* _Task to carry out_
Search the listing below for the line containing "Each instance receives one keypoint. Mark the sand". From there through the line containing "Each instance receives one keypoint. Mark the seal colony", transcribe every line exactly, both ends included.

* _Dataset records_

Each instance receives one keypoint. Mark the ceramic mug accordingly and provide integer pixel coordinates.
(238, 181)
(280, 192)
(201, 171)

* * *

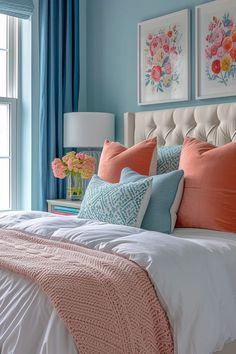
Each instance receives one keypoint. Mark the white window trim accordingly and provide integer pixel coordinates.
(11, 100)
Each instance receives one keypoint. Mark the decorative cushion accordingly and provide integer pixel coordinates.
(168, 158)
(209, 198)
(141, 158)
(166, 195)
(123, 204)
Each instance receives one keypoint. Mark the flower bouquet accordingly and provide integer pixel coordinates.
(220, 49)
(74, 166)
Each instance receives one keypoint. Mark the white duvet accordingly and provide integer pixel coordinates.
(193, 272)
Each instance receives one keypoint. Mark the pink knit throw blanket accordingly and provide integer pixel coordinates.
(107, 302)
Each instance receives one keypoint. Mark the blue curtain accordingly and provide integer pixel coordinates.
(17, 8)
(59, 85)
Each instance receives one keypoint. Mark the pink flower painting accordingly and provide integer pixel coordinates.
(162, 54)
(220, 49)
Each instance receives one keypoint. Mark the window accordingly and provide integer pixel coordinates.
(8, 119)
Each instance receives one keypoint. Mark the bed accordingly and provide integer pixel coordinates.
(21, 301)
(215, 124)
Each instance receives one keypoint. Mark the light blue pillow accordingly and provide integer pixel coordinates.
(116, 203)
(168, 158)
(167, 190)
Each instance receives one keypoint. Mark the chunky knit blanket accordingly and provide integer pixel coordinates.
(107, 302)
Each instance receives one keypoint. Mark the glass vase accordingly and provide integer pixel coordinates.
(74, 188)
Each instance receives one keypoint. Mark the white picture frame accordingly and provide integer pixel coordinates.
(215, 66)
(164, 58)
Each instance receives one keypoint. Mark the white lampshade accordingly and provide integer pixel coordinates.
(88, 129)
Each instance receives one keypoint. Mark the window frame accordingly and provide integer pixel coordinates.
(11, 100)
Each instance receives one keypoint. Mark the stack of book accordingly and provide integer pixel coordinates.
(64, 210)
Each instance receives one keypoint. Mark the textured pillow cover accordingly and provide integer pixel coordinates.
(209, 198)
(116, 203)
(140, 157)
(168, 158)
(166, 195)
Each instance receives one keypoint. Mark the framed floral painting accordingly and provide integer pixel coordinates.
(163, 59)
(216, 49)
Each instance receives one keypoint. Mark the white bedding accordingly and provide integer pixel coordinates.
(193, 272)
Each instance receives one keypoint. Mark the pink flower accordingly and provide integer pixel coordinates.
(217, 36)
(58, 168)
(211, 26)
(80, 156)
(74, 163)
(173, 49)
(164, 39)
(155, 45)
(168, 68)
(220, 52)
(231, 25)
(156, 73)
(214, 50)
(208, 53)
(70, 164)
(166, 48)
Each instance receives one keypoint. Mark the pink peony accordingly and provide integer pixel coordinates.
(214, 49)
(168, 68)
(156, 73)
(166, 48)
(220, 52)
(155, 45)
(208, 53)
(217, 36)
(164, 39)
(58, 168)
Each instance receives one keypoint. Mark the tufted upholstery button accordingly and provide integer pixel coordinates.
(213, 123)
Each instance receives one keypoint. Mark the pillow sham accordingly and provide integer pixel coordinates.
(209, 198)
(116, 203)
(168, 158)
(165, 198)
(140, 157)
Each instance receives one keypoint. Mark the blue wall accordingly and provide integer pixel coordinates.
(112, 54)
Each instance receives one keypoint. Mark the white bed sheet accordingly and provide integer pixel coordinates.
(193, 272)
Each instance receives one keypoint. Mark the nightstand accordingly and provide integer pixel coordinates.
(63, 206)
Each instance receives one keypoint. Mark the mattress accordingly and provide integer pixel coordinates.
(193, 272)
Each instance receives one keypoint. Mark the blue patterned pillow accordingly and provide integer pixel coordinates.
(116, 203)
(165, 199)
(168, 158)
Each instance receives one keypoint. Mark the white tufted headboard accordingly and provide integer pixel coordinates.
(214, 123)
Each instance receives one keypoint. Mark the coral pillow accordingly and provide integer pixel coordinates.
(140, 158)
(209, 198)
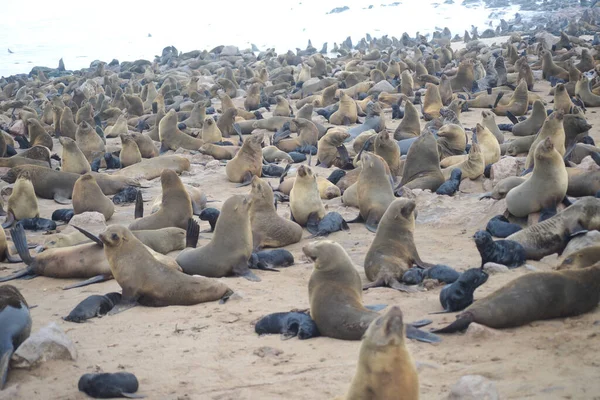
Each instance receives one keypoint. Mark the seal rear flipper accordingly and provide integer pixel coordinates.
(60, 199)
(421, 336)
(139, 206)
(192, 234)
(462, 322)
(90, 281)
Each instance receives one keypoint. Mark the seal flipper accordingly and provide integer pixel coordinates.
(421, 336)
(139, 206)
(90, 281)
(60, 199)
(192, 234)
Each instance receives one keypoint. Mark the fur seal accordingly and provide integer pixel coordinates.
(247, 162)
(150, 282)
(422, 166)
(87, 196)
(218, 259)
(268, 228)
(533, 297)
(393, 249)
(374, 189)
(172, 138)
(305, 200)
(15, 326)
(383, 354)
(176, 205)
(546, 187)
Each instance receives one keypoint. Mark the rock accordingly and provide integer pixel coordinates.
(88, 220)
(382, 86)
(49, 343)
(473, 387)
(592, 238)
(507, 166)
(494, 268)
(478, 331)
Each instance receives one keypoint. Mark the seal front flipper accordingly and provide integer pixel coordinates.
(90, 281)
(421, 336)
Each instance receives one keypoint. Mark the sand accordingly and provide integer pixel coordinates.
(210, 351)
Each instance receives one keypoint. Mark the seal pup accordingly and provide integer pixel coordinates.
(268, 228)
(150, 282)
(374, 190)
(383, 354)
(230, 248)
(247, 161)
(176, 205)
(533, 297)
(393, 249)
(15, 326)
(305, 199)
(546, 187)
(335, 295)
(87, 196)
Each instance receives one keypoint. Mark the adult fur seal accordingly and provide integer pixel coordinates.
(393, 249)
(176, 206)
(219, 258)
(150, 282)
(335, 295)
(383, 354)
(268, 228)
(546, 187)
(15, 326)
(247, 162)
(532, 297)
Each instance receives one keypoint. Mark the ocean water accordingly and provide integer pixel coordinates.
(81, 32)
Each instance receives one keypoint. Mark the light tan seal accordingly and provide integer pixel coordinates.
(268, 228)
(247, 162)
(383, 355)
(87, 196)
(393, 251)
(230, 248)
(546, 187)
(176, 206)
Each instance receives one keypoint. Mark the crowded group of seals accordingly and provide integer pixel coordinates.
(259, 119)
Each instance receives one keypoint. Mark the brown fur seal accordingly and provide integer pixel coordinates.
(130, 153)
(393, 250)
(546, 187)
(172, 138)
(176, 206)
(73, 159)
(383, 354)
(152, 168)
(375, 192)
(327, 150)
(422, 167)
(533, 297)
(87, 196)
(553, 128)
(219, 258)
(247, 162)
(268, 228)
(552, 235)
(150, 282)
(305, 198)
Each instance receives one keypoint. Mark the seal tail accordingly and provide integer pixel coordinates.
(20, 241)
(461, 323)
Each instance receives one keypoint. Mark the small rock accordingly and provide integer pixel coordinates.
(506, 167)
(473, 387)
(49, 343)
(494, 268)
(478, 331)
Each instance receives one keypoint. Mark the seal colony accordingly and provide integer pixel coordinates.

* _Solution for this exercise_
Each instance receives one keypoint. Mark the sand accordingly and provide integer pixel coordinates.
(210, 351)
Each instance receives one keypoint. Mark the seal pup accordingly and provide integer pixel coordinates.
(268, 228)
(150, 282)
(374, 190)
(383, 354)
(230, 248)
(247, 161)
(176, 205)
(533, 297)
(393, 249)
(15, 326)
(305, 199)
(546, 187)
(335, 295)
(87, 196)
Each instance receives one keypoint. Mark the adult fur seal accordingly and provide integer pixel coordinates.
(393, 249)
(176, 206)
(219, 258)
(150, 282)
(335, 295)
(383, 354)
(268, 228)
(546, 187)
(15, 326)
(247, 162)
(532, 297)
Each instance receives one keypoint. Mark the ocean water accordingly and provide integer pixel coordinates.
(81, 32)
Each instance receives one keypoint. Mark the light tan seal accordingly and provide integer pixel coordinates.
(268, 228)
(247, 162)
(383, 355)
(87, 196)
(393, 251)
(230, 248)
(546, 187)
(176, 206)
Each instance receives one keypoint. Mark the crowded group of seals accordingly and provide integer pixel coordinates.
(259, 119)
Each instance receives one keypoint. Mark the brown fur seal accordingly and provide integer pixel coordinates.
(130, 153)
(393, 250)
(546, 187)
(172, 138)
(176, 206)
(73, 159)
(383, 354)
(152, 168)
(375, 192)
(327, 150)
(422, 167)
(533, 297)
(87, 196)
(553, 128)
(219, 258)
(247, 162)
(268, 228)
(552, 235)
(150, 282)
(305, 198)
Each instance receives one keypoint. Mark the seal tail accordingly and provide integer pixel coordinates.
(20, 241)
(461, 323)
Each instance receives one keypoint. Mark the small rock accordingly and provide integer pixel coordinates.
(506, 167)
(473, 387)
(49, 343)
(494, 268)
(478, 331)
Each instance receives one keypoint. Mark the seal colony accordingly and provide integer pixel coordinates.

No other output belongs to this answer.